(Entries from a dataset)
◇ ◇ ◇ ◇ ◇
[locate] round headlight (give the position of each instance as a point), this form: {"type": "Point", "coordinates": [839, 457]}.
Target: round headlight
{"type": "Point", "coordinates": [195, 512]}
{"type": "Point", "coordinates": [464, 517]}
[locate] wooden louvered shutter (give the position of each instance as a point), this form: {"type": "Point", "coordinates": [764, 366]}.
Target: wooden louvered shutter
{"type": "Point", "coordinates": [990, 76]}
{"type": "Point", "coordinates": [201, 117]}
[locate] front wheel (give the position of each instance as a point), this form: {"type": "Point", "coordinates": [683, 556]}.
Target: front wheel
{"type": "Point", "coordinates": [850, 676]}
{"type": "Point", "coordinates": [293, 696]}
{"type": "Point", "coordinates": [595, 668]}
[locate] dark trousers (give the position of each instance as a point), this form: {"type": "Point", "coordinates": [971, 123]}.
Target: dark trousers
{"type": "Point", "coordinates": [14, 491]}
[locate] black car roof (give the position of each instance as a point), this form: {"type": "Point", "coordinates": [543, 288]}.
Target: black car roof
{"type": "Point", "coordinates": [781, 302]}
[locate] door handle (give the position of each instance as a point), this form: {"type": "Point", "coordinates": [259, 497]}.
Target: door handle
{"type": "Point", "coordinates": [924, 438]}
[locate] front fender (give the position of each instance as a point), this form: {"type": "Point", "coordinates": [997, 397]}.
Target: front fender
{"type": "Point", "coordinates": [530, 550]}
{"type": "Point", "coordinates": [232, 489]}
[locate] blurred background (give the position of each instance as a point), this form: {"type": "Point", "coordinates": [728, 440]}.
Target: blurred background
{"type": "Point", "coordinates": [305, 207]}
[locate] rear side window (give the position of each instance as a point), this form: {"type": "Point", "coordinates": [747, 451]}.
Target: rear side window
◇ ◇ ◇ ◇ ◇
* _What you have to do_: Render every item above as a numbered list, leaving out any blank lines.

* _Response to this task_:
1. [locate] round headlight (give the position of each instance as a point), this form: {"type": "Point", "coordinates": [839, 457]}.
2. Target: round headlight
3. {"type": "Point", "coordinates": [195, 512]}
4. {"type": "Point", "coordinates": [464, 517]}
5. [locate] wooden louvered shutter (give the position of each instance as a point), this form: {"type": "Point", "coordinates": [764, 366]}.
6. Target: wooden louvered shutter
7. {"type": "Point", "coordinates": [990, 76]}
8. {"type": "Point", "coordinates": [201, 117]}
9. [locate] front wheel (give the position of each instance as a point), this form: {"type": "Point", "coordinates": [683, 556]}.
10. Target: front wheel
11. {"type": "Point", "coordinates": [850, 676]}
12. {"type": "Point", "coordinates": [293, 696]}
13. {"type": "Point", "coordinates": [595, 668]}
14. [locate] dark trousers (give the position of each instance as a point), this form: {"type": "Point", "coordinates": [971, 123]}.
15. Target: dark trousers
16. {"type": "Point", "coordinates": [14, 491]}
17. [locate] black car roof (give the position of each instance as a point), this form: {"type": "Point", "coordinates": [543, 288]}.
18. Target: black car roof
19. {"type": "Point", "coordinates": [781, 302]}
20. [locate] door handle (give the position of each instance as a point), this form: {"type": "Point", "coordinates": [259, 497]}.
21. Target: door handle
22. {"type": "Point", "coordinates": [924, 438]}
23. [locate] front fender (give the position of each instance as a point), this form: {"type": "Point", "coordinates": [997, 397]}.
24. Target: front fender
25. {"type": "Point", "coordinates": [530, 550]}
26. {"type": "Point", "coordinates": [232, 489]}
27. [locate] blurred background (give the position of each instance as a point), this form: {"type": "Point", "coordinates": [728, 440]}.
28. Target: blurred background
29. {"type": "Point", "coordinates": [305, 207]}
30. [locate] rear side window (give the position of each instance as a point), this form: {"type": "Point", "coordinates": [747, 451]}.
31. Target: rear side window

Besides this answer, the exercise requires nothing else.